╭─ Data section

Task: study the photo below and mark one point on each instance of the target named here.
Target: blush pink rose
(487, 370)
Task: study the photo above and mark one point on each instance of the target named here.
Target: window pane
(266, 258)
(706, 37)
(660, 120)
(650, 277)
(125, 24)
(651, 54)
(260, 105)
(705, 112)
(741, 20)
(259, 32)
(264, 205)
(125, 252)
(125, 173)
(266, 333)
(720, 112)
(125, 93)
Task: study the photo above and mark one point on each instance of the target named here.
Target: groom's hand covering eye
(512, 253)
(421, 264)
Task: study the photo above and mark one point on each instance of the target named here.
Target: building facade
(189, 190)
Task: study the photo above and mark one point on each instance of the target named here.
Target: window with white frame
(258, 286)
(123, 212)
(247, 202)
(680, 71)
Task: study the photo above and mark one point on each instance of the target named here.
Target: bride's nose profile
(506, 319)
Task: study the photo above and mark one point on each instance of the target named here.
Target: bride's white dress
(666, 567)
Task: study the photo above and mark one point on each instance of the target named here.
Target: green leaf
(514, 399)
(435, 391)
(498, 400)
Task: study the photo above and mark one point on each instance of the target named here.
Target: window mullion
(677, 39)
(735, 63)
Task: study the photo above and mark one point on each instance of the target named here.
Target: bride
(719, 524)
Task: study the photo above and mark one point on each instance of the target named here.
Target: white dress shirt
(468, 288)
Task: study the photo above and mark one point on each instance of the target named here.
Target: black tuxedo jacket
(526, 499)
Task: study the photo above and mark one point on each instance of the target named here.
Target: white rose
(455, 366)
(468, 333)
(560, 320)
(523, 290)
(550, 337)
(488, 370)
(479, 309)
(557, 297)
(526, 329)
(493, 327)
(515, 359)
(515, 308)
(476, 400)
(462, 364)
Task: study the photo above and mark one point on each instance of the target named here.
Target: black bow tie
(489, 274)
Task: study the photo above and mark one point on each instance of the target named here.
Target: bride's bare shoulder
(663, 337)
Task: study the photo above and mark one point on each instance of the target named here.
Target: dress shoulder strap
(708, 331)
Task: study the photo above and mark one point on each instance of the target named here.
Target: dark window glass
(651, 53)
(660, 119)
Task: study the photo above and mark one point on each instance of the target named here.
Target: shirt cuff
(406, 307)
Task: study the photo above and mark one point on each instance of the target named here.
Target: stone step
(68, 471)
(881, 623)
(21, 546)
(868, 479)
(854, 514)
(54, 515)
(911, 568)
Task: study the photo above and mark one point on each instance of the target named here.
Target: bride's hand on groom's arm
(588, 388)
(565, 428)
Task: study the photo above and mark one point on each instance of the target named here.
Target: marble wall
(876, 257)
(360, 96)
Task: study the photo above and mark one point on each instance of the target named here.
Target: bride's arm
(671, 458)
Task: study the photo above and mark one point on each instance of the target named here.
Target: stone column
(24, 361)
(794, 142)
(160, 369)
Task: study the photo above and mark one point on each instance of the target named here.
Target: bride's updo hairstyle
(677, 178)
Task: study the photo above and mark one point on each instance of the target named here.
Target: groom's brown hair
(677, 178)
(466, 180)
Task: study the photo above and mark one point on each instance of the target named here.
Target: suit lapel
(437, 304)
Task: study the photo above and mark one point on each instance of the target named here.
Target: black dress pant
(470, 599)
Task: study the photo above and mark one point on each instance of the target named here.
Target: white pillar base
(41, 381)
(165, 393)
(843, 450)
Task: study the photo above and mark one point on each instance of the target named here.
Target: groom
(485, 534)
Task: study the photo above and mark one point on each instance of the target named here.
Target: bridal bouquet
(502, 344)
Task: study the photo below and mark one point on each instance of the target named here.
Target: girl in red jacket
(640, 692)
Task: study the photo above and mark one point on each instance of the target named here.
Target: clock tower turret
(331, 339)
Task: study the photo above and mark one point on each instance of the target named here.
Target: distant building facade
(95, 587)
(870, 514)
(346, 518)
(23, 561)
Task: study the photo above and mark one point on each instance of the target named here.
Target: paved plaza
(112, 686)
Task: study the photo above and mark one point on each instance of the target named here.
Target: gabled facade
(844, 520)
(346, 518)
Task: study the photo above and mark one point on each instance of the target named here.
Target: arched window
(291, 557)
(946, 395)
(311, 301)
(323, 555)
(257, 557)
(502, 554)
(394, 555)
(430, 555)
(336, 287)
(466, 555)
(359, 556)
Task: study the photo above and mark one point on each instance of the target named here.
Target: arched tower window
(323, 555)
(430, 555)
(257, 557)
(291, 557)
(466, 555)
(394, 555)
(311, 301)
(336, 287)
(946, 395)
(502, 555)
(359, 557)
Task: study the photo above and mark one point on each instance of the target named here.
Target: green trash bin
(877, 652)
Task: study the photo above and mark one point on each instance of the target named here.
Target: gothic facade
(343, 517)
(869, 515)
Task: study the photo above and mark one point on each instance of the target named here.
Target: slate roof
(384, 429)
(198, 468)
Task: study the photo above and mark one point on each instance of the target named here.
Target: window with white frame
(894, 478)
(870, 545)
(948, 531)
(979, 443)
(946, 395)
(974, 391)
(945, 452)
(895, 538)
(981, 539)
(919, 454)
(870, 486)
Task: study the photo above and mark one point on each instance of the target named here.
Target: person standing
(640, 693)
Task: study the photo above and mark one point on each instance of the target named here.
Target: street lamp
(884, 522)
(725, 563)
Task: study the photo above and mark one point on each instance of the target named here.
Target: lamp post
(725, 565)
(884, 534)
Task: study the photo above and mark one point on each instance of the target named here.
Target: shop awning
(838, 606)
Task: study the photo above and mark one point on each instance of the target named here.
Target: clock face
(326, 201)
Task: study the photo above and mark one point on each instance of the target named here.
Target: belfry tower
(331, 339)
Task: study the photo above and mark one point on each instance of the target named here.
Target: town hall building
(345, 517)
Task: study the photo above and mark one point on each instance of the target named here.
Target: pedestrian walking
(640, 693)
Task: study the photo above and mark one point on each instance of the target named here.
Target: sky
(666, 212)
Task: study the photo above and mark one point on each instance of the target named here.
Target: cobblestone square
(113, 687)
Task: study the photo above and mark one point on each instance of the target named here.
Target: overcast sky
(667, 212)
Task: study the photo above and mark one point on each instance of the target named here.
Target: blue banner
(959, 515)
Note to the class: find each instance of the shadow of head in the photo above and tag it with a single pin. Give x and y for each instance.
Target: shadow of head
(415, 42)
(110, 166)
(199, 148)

╰─

Once you have read the records, output each one exactly as written.

Response to the exercise:
Task: study the photo below and mark one point on each instance of the target named here.
Target: blush pink rose
(487, 370)
Task: study the photo above and mark one point on each instance of the target named here.
Target: window pane
(266, 258)
(706, 37)
(660, 120)
(650, 277)
(125, 24)
(651, 54)
(260, 105)
(705, 112)
(741, 20)
(259, 32)
(264, 205)
(125, 252)
(125, 173)
(266, 333)
(720, 112)
(125, 93)
Task: study the photo above and mark one point on each instance of the target named here.
Target: groom's hand covering eye
(512, 253)
(421, 264)
Task: study the photo above and mark one point on each instance of the target named here.
Target: building facade
(189, 190)
Task: study the photo above and mark one point on each instance of the target named here.
Target: window with white frame
(258, 286)
(123, 212)
(247, 202)
(680, 71)
Task: study the photo above and mark one point on each instance of the target named here.
Target: bride's nose profile
(506, 319)
Task: study the photo above and mark one point on each instance of the target named here.
Target: bride's white dress
(666, 567)
Task: study the photo above and mark one point on each instance of the target named here.
Target: green leaf
(514, 399)
(435, 391)
(498, 400)
Task: study the photo above and mark one point on each instance of the target named here.
Target: window mullion
(677, 39)
(735, 63)
Task: study the photo above and mark one point on each instance of the target named here.
Target: bride
(719, 524)
Task: study the photo above and mark one point on each instance of the target named here.
Target: white dress shirt
(468, 288)
Task: study the photo above and mark one point on each instance of the target named here.
Target: black tuxedo jacket
(526, 499)
Task: study the photo above and mark one point on each instance of the target named here.
Target: white rose
(455, 366)
(468, 333)
(560, 320)
(523, 290)
(550, 337)
(488, 370)
(479, 309)
(557, 297)
(526, 329)
(493, 327)
(515, 359)
(515, 308)
(476, 400)
(462, 364)
Task: study the photo above and mark one point on each instance of the target named here.
Target: black bow tie
(489, 274)
Task: study the photo above and mark one point on each instance of the target named here.
Target: bride's bare shoulder
(663, 337)
Task: study the photo above and mark one point on each instance of the target named here.
Target: dress shoulder strap
(708, 331)
Task: study the photo above and mark one point on each instance of the target named here.
Target: dark window glass
(651, 53)
(660, 119)
Task: study the photo above and mark one point on each instance of the target named here.
Target: shirt cuff
(406, 307)
Task: study the photo above and mark one point on each instance of the target named here.
Target: stone step
(68, 471)
(881, 623)
(21, 546)
(868, 479)
(854, 514)
(54, 515)
(911, 568)
Task: study the photo above and mark one point on each instance of the target named here.
Target: bride's hand on groom's arm
(588, 388)
(565, 428)
Task: study the photo above and mark one point on each instance of the target named here.
Target: marble wall
(876, 257)
(360, 96)
Task: study the photo above and mark one point on each instance of the target named here.
Target: bride's arm
(671, 458)
Task: study the photo above and mark one point on each instance of the target named here.
Target: stone column
(24, 361)
(794, 142)
(160, 369)
Task: study the photo above and mark one point on each instance of the target named here.
Target: bride's updo hairstyle
(677, 178)
Task: study the photo above and mark one point on each instance of the target named here.
Target: groom's brown hair
(677, 178)
(466, 180)
Task: study the photo above and mark one point on each instance of the target named here.
Target: suit lapel
(437, 304)
Task: study the photo above and mark one point on each instance of the target named here.
Target: black dress pant
(470, 599)
Task: study the photo above and mark one point on each instance of the target named here.
Target: white pillar base
(41, 381)
(165, 393)
(843, 450)
Task: study the photo above and mark one point on each instance of the target named here.
Target: groom
(485, 534)
Task: study the photo above and mark one point on each instance of the target named here.
Target: bridal bouquet
(502, 344)
Task: study the photo below and mark one point on each instance of the target named here.
Target: girl in red jacket
(640, 692)
Task: study the photo above and mark one point on each instance of the target named here.
Target: clock tower turret
(331, 339)
Task: study the photo above and mark one point on each instance of the target named here.
Target: distant building facade
(95, 587)
(870, 514)
(346, 518)
(23, 561)
Task: study the photo above and mark one point on each instance of the target named here.
Target: paved plaza
(112, 686)
Task: study the photo above and mark one point on each instance of the target named here.
Target: gabled facade
(844, 520)
(346, 518)
Task: study the photo above and mark one point on each instance of the target named here.
Target: arched window
(291, 557)
(946, 395)
(311, 301)
(323, 555)
(257, 557)
(502, 554)
(394, 555)
(430, 555)
(336, 287)
(466, 555)
(359, 556)
Task: study the photo above and mark one point on each instance of the target named here.
Target: arched tower window
(323, 555)
(430, 555)
(257, 557)
(291, 557)
(466, 555)
(394, 555)
(311, 301)
(336, 287)
(946, 395)
(502, 555)
(359, 557)
Task: study the photo above and mark one point on each instance of the target named here.
Target: green trash bin
(877, 652)
Task: study the photo above and mark one point on each instance of the target named here.
Target: gothic facade
(343, 517)
(869, 515)
Task: study the photo above and mark one point on each instance of the target named here.
Target: slate roof
(384, 429)
(198, 468)
Task: study the photo above and mark one point on each instance of the target named here.
Target: window with white frame
(894, 478)
(870, 545)
(948, 531)
(979, 443)
(946, 395)
(974, 391)
(945, 452)
(895, 538)
(981, 539)
(919, 454)
(870, 486)
Task: study the photo above and mark one point on each instance of the target named here.
Target: person standing
(640, 693)
Task: study the photo above and mark one point on each instance of the target named here.
Target: street lamp
(884, 522)
(725, 563)
Task: study the photo above and mark one point on each instance of the target named here.
Target: lamp post
(725, 565)
(884, 534)
Task: study the photo above and mark one point on each instance of the target named here.
Target: shop awning
(838, 606)
Task: study the photo above and mark one point on each instance of the target named here.
Target: clock face
(326, 201)
Task: study the photo above and mark one point on each instance of the target named here.
Target: belfry tower
(331, 339)
Task: study the photo above and mark one point on each instance of the target named here.
Target: town hall building
(345, 517)
Task: study the photo above and mark one point on each instance of the target named here.
Target: pedestrian walking
(640, 693)
Task: study the photo above and mark one point on each instance of the target named here.
Target: sky
(666, 212)
Task: study the photo above and mark one point on each instance of the target named here.
Target: cobblestone square
(113, 687)
Task: study the photo above and mark one point on each instance of the target named here.
Target: overcast sky
(667, 212)
Task: study the photo above and mark one point on each instance of the target named here.
Target: blue banner
(959, 515)
Note to the class: find each instance of the shadow of head in the photo above and tag it with a single pin. Give x and y for each instance.
Target: shadow of head
(415, 42)
(110, 166)
(199, 148)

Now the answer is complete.